Esercizio 1 »
Riassuma il brano in due frasi.
Esercizio 2 »
Risponda alle seguenti domande sul brano:
(a) Quanti anni dichiara di avere chi parla?
(b) Contro quale squadra si giocò la partita in cui sopraggiunse l'attacco di panico?
(c) Con quale risultato terminò quella partita?
Esercizio 3 »
Trascriva dal brano il passo da "Io gioco per" a "perché non dopo.".

Brano di partenza »
---

Io gioco per dimostrare di essere diverso dagli altri: a 38 anni posso fare delle cose che gli altri non hanno mai fatto. Questa è la mia sfida.
Mi ritengo uno che si è sempre distinto per il massimo della lealtà in campo.
Sono caduto in depressione, sono stato in cura da una psicologa. Filava tutto storto. Non ho mai capito perché proprio allora, perché non prima, perché non dopo.
Era come se la testa non fosse mia, ma di qualcun’altro. Stavo inghiottito in un buco nero dell’anima.
Sentivo il buio prima che il buio arrivasse per davvero. Peggiorava il corpo, peggiorava la mente, quello stato di me così arrendevole, che non conoscevo, mi accompagnava nel baratro di mille domande. Cosa sta accadendo? Perché proprio a me? Ma non sono bello, ricco e famoso?
Non potrò mai scordare una sfida di campionato contro la Reggina, in casa. Prima della partita, durante la fase di riscaldamento, mi è venuto un fortissimo attacco di panico. Davanti a tutti. Nessuno si accorgeva di niente e questo mi faceva sentire ancora più solo (…) Lì, in quel preciso momento, devo dire che sono stato bravo, perché con quel poco di lucidità che mi rimaneva sono riuscito a scavare nelle mie risorse migliori, quelle dell’ orgoglio, dell’ amor proprio e dell’amore verso il lavoro. Con quel briciolo di razionalità, trascorsi i fatidici cinque minuti, mi sono detto: ‘Se molli adesso e scegli la scorciatoia, scegli di non giocare, lo farai ogni volta che sarai in difficoltà’. Mi sono reso subito protagonista di una parata importantissima su Cozza, quando il risultato era ancora fermo sullo 0-0. Alla fine abbiamo vinto noi, 1-0. Quella parata ha rappresentato per me una scossa clamorosa, ha funzionato da elettroshock.
Ho combattuto una dura lotta contro me stesso. Non mi vergogno affatto a dirlo. Ma da quella esperienza traumatica è venuta fuori una persona più forte e matura. Vincere la depressione è stata la miglior parata della mia vita.

---

Dati forniti »
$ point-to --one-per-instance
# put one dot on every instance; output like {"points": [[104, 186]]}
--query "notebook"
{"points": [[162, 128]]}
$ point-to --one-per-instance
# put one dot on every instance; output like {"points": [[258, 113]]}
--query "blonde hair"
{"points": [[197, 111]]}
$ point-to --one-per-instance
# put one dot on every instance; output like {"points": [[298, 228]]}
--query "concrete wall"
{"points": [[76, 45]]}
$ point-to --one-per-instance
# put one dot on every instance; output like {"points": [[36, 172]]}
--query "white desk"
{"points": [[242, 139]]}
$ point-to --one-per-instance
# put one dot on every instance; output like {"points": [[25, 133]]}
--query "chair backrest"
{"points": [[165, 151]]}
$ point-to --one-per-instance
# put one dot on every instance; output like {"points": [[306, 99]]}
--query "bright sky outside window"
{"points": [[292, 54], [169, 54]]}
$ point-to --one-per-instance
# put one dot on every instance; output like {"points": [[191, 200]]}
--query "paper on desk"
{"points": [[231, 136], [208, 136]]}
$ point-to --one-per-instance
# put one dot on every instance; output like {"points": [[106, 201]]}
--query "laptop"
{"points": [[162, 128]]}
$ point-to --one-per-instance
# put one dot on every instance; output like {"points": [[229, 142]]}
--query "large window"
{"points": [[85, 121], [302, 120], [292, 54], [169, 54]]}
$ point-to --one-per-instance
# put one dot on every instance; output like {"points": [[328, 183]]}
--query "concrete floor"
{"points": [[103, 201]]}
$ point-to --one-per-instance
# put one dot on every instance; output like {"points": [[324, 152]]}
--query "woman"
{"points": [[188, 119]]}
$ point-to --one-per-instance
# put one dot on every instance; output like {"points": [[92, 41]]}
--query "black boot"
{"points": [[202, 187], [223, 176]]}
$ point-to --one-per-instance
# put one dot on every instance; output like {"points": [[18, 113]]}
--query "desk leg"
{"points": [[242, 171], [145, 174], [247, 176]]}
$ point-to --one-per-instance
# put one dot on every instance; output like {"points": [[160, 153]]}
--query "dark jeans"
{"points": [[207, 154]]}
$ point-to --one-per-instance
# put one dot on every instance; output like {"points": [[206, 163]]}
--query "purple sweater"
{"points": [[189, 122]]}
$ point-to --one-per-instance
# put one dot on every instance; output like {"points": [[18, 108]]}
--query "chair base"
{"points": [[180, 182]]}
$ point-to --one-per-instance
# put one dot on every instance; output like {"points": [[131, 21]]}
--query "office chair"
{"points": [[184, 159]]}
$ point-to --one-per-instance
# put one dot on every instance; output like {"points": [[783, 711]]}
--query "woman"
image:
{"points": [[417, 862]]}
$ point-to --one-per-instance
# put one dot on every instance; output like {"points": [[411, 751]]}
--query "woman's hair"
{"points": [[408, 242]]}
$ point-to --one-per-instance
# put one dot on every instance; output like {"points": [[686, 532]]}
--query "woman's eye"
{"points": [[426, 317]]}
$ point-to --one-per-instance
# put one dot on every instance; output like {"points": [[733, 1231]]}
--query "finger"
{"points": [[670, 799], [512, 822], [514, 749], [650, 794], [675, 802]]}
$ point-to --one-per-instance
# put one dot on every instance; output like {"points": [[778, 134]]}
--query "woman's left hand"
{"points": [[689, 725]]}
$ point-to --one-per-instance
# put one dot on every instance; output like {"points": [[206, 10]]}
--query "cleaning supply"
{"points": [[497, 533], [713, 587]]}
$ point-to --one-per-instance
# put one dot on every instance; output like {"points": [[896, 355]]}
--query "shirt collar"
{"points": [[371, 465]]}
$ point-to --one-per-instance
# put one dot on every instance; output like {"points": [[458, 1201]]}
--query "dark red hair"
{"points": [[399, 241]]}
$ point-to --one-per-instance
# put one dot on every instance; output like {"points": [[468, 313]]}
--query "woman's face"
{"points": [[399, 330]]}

---

Risposta scritta 1 »
Chi parla racconta di essere caduto in depressione e di essere stato in cura da una psicologa, in un periodo in cui tutto andava storto e la testa sembrava appartenere a qualcun altro. Prima di una partita di campionato in casa contro la Reggina ebbe un fortissimo attacco di panico, ma scelse di giocare, compì una parata importantissima su Cozza e la squadra vinse 1-0; da quell'esperienza è uscita una persona più forte e matura.

Risposta scritta 2 »
(a) 38 anni.
(b) La Reggina.
(c) 1-0.

Risposta scritta 3 »
Io gioco per dimostrare di essere diverso dagli altri: a 38 anni posso fare delle cose che gli altri non hanno mai fatto. Questa è la mia sfida.
Mi ritengo uno che si è sempre distinto per il massimo della lealtà in campo.
Sono caduto in depressione, sono stato in cura da una psicologa. Filava tutto storto. Non ho mai capito perché proprio allora, perché non prima, perché non dopo.